**YOUR INSTRUCTIONS:** Write the entries below out again exactly; any picture in them stays out.

##############################

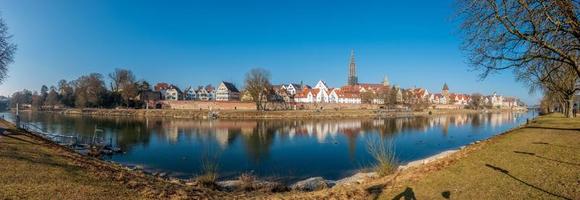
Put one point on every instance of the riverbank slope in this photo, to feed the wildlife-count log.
(250, 114)
(538, 161)
(33, 168)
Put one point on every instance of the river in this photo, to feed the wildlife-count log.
(286, 150)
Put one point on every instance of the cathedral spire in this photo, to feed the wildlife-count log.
(352, 78)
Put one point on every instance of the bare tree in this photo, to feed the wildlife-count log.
(257, 85)
(90, 90)
(121, 77)
(538, 39)
(66, 93)
(124, 84)
(555, 80)
(476, 101)
(52, 97)
(7, 50)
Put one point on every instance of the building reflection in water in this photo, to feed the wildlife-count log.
(258, 136)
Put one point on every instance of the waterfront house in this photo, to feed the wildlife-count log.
(494, 100)
(227, 92)
(202, 94)
(305, 96)
(437, 99)
(293, 88)
(346, 97)
(190, 94)
(173, 93)
(459, 99)
(321, 85)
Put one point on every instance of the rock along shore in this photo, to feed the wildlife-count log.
(251, 114)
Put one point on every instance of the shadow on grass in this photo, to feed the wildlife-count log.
(553, 128)
(556, 145)
(506, 172)
(12, 136)
(542, 157)
(408, 194)
(375, 191)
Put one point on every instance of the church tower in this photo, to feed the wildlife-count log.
(445, 91)
(352, 78)
(385, 81)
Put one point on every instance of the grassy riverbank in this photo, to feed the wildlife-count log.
(251, 114)
(32, 168)
(539, 161)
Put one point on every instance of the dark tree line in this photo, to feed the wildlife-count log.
(87, 91)
(538, 39)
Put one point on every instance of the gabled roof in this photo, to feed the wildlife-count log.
(230, 86)
(161, 86)
(302, 94)
(445, 87)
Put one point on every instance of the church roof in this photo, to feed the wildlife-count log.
(445, 87)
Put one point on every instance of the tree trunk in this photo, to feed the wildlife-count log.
(570, 107)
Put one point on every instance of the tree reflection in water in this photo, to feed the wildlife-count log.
(267, 142)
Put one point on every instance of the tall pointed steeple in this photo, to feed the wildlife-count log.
(385, 81)
(352, 78)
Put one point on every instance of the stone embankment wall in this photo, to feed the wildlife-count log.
(209, 105)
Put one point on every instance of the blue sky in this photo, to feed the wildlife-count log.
(414, 43)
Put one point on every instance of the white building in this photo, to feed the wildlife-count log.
(227, 92)
(172, 93)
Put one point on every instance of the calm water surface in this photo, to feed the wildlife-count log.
(290, 149)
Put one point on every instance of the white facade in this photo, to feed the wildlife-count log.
(227, 92)
(171, 94)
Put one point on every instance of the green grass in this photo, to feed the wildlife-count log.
(33, 169)
(383, 153)
(541, 161)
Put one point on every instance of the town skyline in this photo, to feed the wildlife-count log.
(193, 56)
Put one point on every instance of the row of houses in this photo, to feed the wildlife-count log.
(322, 93)
(226, 91)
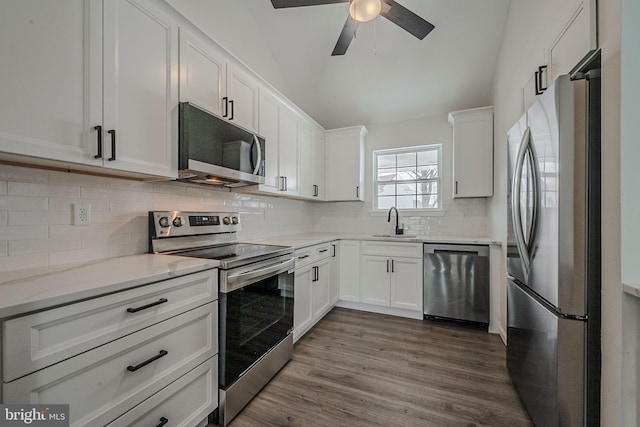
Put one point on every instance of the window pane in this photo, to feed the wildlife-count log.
(426, 201)
(429, 157)
(406, 188)
(407, 174)
(386, 202)
(387, 161)
(430, 187)
(385, 175)
(425, 172)
(386, 189)
(406, 159)
(406, 202)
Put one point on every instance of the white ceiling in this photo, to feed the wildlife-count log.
(387, 74)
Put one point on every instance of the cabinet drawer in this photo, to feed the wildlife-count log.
(105, 382)
(304, 256)
(392, 249)
(322, 251)
(42, 339)
(184, 402)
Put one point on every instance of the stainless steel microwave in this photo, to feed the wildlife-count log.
(215, 151)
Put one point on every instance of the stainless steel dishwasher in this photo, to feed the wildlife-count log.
(456, 282)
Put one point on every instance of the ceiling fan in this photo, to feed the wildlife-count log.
(364, 11)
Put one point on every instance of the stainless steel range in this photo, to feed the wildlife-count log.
(255, 300)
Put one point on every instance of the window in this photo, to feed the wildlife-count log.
(407, 178)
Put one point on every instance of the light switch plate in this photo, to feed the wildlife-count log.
(81, 214)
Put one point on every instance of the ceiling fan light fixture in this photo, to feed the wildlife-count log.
(364, 10)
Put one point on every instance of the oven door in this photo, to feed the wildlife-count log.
(256, 313)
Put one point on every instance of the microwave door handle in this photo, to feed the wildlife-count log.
(259, 162)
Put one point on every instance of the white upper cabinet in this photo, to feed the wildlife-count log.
(46, 82)
(211, 80)
(279, 125)
(140, 86)
(472, 152)
(92, 83)
(242, 92)
(578, 37)
(312, 160)
(203, 72)
(345, 164)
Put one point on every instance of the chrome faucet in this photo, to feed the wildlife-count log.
(398, 229)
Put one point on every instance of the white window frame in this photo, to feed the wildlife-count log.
(403, 150)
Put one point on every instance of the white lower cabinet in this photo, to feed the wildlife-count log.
(381, 274)
(349, 270)
(312, 288)
(182, 403)
(122, 368)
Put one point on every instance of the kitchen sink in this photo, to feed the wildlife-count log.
(399, 236)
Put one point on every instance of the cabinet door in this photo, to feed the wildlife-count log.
(335, 270)
(345, 164)
(302, 308)
(203, 72)
(349, 270)
(321, 293)
(242, 90)
(318, 164)
(473, 153)
(269, 107)
(374, 280)
(406, 283)
(288, 148)
(306, 160)
(140, 88)
(51, 81)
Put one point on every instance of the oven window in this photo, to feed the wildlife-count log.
(253, 319)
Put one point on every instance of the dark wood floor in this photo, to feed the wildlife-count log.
(363, 369)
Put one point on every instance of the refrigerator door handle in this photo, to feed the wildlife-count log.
(515, 199)
(535, 168)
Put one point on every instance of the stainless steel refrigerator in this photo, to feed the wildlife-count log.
(553, 254)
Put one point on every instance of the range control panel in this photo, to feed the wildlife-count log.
(180, 223)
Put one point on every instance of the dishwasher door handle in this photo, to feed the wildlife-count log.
(480, 250)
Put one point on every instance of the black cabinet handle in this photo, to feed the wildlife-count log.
(99, 130)
(162, 353)
(113, 145)
(144, 307)
(538, 77)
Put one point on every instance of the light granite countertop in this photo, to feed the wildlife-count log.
(309, 239)
(27, 290)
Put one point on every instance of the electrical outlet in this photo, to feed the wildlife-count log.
(81, 214)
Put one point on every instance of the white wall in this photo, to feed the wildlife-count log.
(630, 207)
(530, 29)
(462, 217)
(36, 215)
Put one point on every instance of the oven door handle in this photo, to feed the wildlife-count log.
(239, 280)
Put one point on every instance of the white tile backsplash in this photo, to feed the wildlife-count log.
(36, 216)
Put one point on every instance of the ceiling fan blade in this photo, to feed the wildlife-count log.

##############################

**RESULT FOR THIS TASK:**
Put one point on every instance of the riverbank slope in this photo, to feed the wildlife-count log.
(250, 114)
(538, 161)
(33, 168)
Put one point on every instance of the river in this photo, to feed the wildlife-count log.
(286, 150)
Put one point on every instance of the cathedral spire in this photo, to feed the wildlife-count log.
(352, 78)
Put one point on every instance of the bare tree in this photo, to feed the wildlife-count log.
(257, 85)
(90, 90)
(121, 77)
(538, 39)
(66, 93)
(124, 84)
(555, 80)
(476, 101)
(52, 97)
(7, 50)
Put one point on every instance of the building reflection in water in this photo, to feed the wildlife-count log.
(258, 136)
Put one point on every instance of the waterfront house in this photo, to feed the wildlife-count log.
(494, 100)
(227, 92)
(202, 94)
(305, 96)
(437, 99)
(293, 88)
(346, 97)
(190, 94)
(173, 93)
(459, 99)
(321, 85)
Put one point on every instance of the rock along shore in this photo, to feed the wildlife-count log.
(251, 114)
Put one point on every instance of the shadow on grass in this photo, to feed the wildlife-count log.
(553, 128)
(556, 145)
(506, 172)
(12, 136)
(542, 157)
(408, 194)
(375, 191)
Put one point on every instance of the church tower in this photo, to feed the wildlife-count log.
(445, 91)
(352, 78)
(385, 81)
Put one point on every instance of the grassy riverbank in this photo, to feed the wildlife-count log.
(251, 114)
(32, 168)
(539, 161)
Put one point on every instance of the dark tree line in this photo, to feed the wildlife-count log.
(87, 91)
(538, 39)
Put one point on every instance of the gabled roof in this photo, to feed the wildlife-count log.
(230, 86)
(161, 86)
(302, 94)
(445, 87)
Put one point on every instance of the church roof in this photo, to feed the wildlife-count log.
(445, 87)
Put one point on every instance of the tree trunk in this photo, to feed the wildlife-count log.
(570, 107)
Put one point on every instance of the tree reflection in water in this photo, to feed the wildlife-count log.
(267, 142)
Put one point on every instance of the tall pointed steeple in this photo, to feed the wildlife-count log.
(385, 81)
(352, 78)
Put one point on every instance of the stone embankment wall in this photo, to feed the wildlife-count log.
(209, 105)
Put one point on every instance of the blue sky in this photo, to feed the wildlife-count log.
(414, 43)
Put one point on every instance of the white building in this photo, to feed the wildlife-count log.
(227, 92)
(172, 93)
Put one point on every instance of the calm water surface in this photo, to feed the wildlife-count log.
(290, 149)
Put one point on every instance of the white facade in this photo, to feed the wildlife-count log.
(227, 92)
(171, 94)
Put one point on every instance of the green grass in this photo, to feed the wildlife-count log.
(33, 169)
(383, 153)
(541, 161)
Put one point on every instance of the town skyline in this photo, to feed the wildlife-count log.
(193, 56)
Put one point on every instance of the row of houses in this photo, to feed the wildlife-count log.
(322, 93)
(226, 91)
Put one point on every instance of the window pane in this photo, to feed the wildlife-count log.
(426, 201)
(429, 157)
(406, 188)
(407, 174)
(386, 202)
(387, 161)
(430, 187)
(385, 175)
(425, 172)
(386, 189)
(406, 159)
(406, 202)
Put one point on every instance of the white ceiling in this photo, to feed the wildlife-count log.
(387, 74)
Put one point on every instance of the cabinet drawer in this photo, to feed the wildlife-count log.
(105, 382)
(304, 256)
(392, 249)
(322, 251)
(42, 339)
(184, 402)
Put one point on every instance of the stainless steel microwave in this photo, to feed the wildlife-count log.
(215, 151)
Put one point on every instance of the stainless steel dishwasher in this photo, to feed the wildlife-count log.
(456, 282)
Put one point on every instance of the ceiling fan in this photo, to feed the wildlife-count log.
(364, 11)
Put one point on every instance of the stainless steel range in this photo, to feed the wildlife-count log.
(255, 300)
Put one point on every instance of the window in this photo, to feed the wildlife-count log.
(407, 178)
Put one point on every instance of the light switch plate in this photo, to feed the wildlife-count log.
(81, 214)
Put one point on every instance of the ceiling fan light fixture in this photo, to feed the wildlife-count log.
(364, 10)
Put one point on every instance of the oven door in this photo, to feed the wildlife-count log.
(256, 313)
Put one point on every instance of the microwave door handle in this photo, to feed the wildlife-count log.
(259, 162)
Put one point on every instance of the white upper cabinet in this photo, to feed the wildlife-count log.
(46, 82)
(211, 80)
(279, 125)
(140, 86)
(472, 152)
(92, 83)
(242, 92)
(578, 37)
(312, 160)
(203, 72)
(345, 164)
Put one point on every instance of the chrome faucet in this photo, to feed the wildlife-count log.
(398, 229)
Put one point on every instance of the white window frame in this photo, to feed the wildlife-count log.
(403, 150)
Put one point on every instance of the white lower cabinet in this photo, to feed the wildlife-count log.
(381, 274)
(349, 270)
(312, 288)
(182, 403)
(122, 368)
Put one point on every instance of the kitchen sink in this photo, to feed the wildlife-count log.
(399, 236)
Put one point on every instance of the cabinet door in this photo, to feed the wildlife-count log.
(335, 270)
(345, 164)
(302, 308)
(203, 72)
(349, 270)
(321, 293)
(242, 90)
(318, 164)
(473, 153)
(269, 107)
(374, 280)
(406, 283)
(288, 148)
(306, 160)
(140, 88)
(51, 81)
Put one point on every instance of the oven window in this photo, to feed the wildlife-count log.
(253, 319)
Put one point on every instance of the dark wood floor in this photo, to feed the wildlife-count log.
(363, 369)
Put one point on every instance of the refrigerator door handle in this photo, to feed the wildlife-count log.
(515, 199)
(535, 168)
Put one point on every instance of the stainless steel refrigerator in this photo, to feed the wildlife-count log.
(553, 254)
Put one point on every instance of the range control panel in this photo, to feed the wildlife-count log.
(180, 223)
Put one point on every instance of the dishwasher door handle in this photo, to feed the wildlife-count log.
(480, 250)
Put one point on every instance of the black cabinet handle in this photo, to feed the wildlife-count log.
(99, 130)
(162, 353)
(113, 145)
(144, 307)
(538, 77)
Put one point on every instance of the light granite countertop in this photo, to feed the wildlife-count log.
(309, 239)
(27, 290)
Put one point on every instance of the electrical outlet in this photo, to feed the wildlife-count log.
(81, 214)
Put one point on every instance of the white wall in this photo, to feed the wildlife-count log.
(630, 207)
(530, 29)
(462, 217)
(36, 215)
Put one point on every instance of the oven door handle in this photo, to feed the wildlife-count log.
(239, 280)
Put one point on every instance of the white tile backsplash in this photo, to feed the wildlife-count log.
(36, 216)
Put one point on every instance of the ceiling fan blade in this photo, to feed the wildlife-count log.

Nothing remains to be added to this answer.